### 参照テキスト

北朝鮮は荒廃した経済をいかに近代化させるかのヒントを得るのに、それほど遠くに視線を向ける必要はない。隣国の中国と韓国はどちらも、数十年で世界的な製造大国への変身を遂げたからだ。
だが、 金正恩朝鮮労働党委員長はもっと遠く離れた別の国からの助言も求めている。北朝鮮同様、米国と激しく戦った歴史を持つベトナムだ。金委員長は昨年の南北首脳会談でベトナム型の改革を模索する意思を示したとされ、トランプ米大統領と今月ハノイで会談に臨む際、ベトナムを間近に目にすることとなる。
1.なぜベトナムに関心があるのか
経済向上だけでなく、長年の孤立からの脱却や、権力の掌握を続けるという重要な点でロードマップが得られるからだ。1975年のベトナム戦争終結から約10年後、ベトナム共産党は社会主義に市場経済を取り入れ人々を貧困から解放するという、いわゆる「ドイモイ」(刷新)政策を導入。外国からの投資を促し、国有企業への補助金を減らし、農民が余剰作物を売ることを許した。ベトナムは現在、10数余りの自由貿易協定を結び、経済は2000年以降平均6.6%成長している。
2. 北朝鮮との類似点はあるか
両国とも、戦争で米国と戦った。ベトナムは戦争捕虜や行方不明者の問題解決を通じて旧敵国との和解が始まったが、この路線を金委員長がたどり始めた。1994年にクリントン政権(当時)は対ベトナム禁輸を解除、関係正常化のプロセスが始まったわけだが、北朝鮮も追随できるかもしれない。ベトナムと北朝鮮は現在では世界で勢力が小さくなりつつある共産圏の一員だ。歴史的に中国の影響を大きく受けてきたが、他の大国との関係を発展させバランスを取る必要がある。両国とも、陸上や海上に領有権の問題を抱えつつも貿易の機会が巨大な地域に位置する。冷戦時、ベトナムは南北に分断された。北朝鮮の現状は1980年代のベトナムに重なる。国内経済は疲弊、ほとんどの国・地域との関係は断絶していた。

######
### 一覧の抜粋

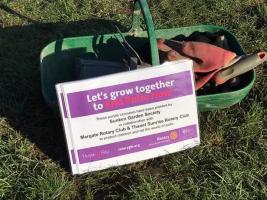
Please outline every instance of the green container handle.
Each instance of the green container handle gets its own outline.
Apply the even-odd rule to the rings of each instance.
[[[154,23],[152,19],[152,15],[149,10],[149,6],[146,0],[135,0],[134,11],[133,11],[133,23],[130,32],[133,35],[138,35],[141,29],[141,13],[145,20],[147,35],[150,43],[150,54],[151,54],[151,63],[153,66],[159,65],[159,52],[157,47],[157,36],[154,28]]]

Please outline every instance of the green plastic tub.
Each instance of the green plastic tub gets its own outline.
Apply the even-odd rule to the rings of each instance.
[[[145,20],[146,31],[140,28],[141,15]],[[132,29],[123,33],[123,36],[135,49],[142,48],[149,41],[151,63],[158,65],[159,53],[156,38],[170,39],[177,35],[189,36],[195,31],[223,32],[229,41],[231,50],[237,55],[245,54],[235,36],[220,26],[199,25],[155,30],[146,0],[136,1]],[[95,57],[97,55],[102,60],[120,61],[124,51],[118,43],[118,39],[122,41],[120,34],[104,34],[64,38],[48,44],[41,52],[42,93],[47,104],[57,110],[55,84],[75,80],[75,59],[77,57],[85,55]],[[198,96],[199,110],[221,109],[240,102],[251,90],[255,77],[255,71],[251,70],[242,75],[242,85],[235,91]]]

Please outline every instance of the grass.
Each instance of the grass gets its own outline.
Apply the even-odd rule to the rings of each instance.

######

* _次の課題_
A: 参照テキストの「北朝鮮は荒廃した経済をいかに」から「地域との関係は断絶していた。」までを、一字一句そのまま書き写してください。
B: 参照テキストによると、ベトナム戦争終結から約10年後にベトナム共産党が導入した政策は何と呼ばれていますか？
C: 参照テキストの「冷戦時、ベトナムは南北に分断された。」という一文を英語に訳してください。
参照テキストだけを根拠に取り組んでください。

* _解答結果_
A:
北朝鮮は荒廃した経済をいかに近代化させるかのヒントを得るのに、それほど遠くに視線を向ける必要はない。隣国の中国と韓国はどちらも、数十年で世界的な製造大国への変身を遂げたからだ。
だが、 金正恩朝鮮労働党委員長はもっと遠く離れた別の国からの助言も求めている。北朝鮮同様、米国と激しく戦った歴史を持つベトナムだ。金委員長は昨年の南北首脳会談でベトナム型の改革を模索する意思を示したとされ、トランプ米大統領と今月ハノイで会談に臨む際、ベトナムを間近に目にすることとなる。
1.なぜベトナムに関心があるのか
経済向上だけでなく、長年の孤立からの脱却や、権力の掌握を続けるという重要な点でロードマップが得られるからだ。1975年のベトナム戦争終結から約10年後、ベトナム共産党は社会主義に市場経済を取り入れ人々を貧困から解放するという、いわゆる「ドイモイ」(刷新)政策を導入。外国からの投資を促し、国有企業への補助金を減らし、農民が余剰作物を売ることを許した。ベトナムは現在、10数余りの自由貿易協定を結び、経済は2000年以降平均6.6%成長している。
2. 北朝鮮との類似点はあるか
両国とも、戦争で米国と戦った。ベトナムは戦争捕虜や行方不明者の問題解決を通じて旧敵国との和解が始まったが、この路線を金委員長がたどり始めた。1994年にクリントン政権(当時)は対ベトナム禁輸を解除、関係正常化のプロセスが始まったわけだが、北朝鮮も追随できるかもしれない。ベトナムと北朝鮮は現在では世界で勢力が小さくなりつつある共産圏の一員だ。歴史的に中国の影響を大きく受けてきたが、他の大国との関係を発展させバランスを取る必要がある。両国とも、陸上や海上に領有権の問題を抱えつつも貿易の機会が巨大な地域に位置する。冷戦時、ベトナムは南北に分断された。北朝鮮の現状は1980年代のベトナムに重なる。国内経済は疲弊、ほとんどの国・地域との関係は断絶していた。

B: 「ドイモイ」(刷新)政策。

C: During the Cold War, Vietnam was divided into north and south.